-- TASK --
Print the data that follows again, keeping every line exact.

-- DATASET EXCERPTS --
----
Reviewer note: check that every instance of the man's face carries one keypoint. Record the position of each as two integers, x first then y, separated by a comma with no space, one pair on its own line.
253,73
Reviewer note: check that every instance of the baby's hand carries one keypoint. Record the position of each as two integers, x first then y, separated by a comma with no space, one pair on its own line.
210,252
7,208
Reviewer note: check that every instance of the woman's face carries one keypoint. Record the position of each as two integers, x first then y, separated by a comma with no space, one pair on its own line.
----
-- ANSWER FOR THE TASK --
Reviewer note: check that every instance of the man's face carries one keypoint. Record the position of each as two integers, x first then y, separated by a comma with no space, one pair on its own line.
253,73
Reviewer note: check that every instance of the baby's hand carries one keypoint. Record the position of each as two integers, x first then y, separated by a comma with no space, one pair on its own line.
210,252
7,208
Reviewer note: check that every instance of the woman's face carries one keypoint. Record the position of each as two integers, x first then y, separated by a comma with no space, one pair on its own line.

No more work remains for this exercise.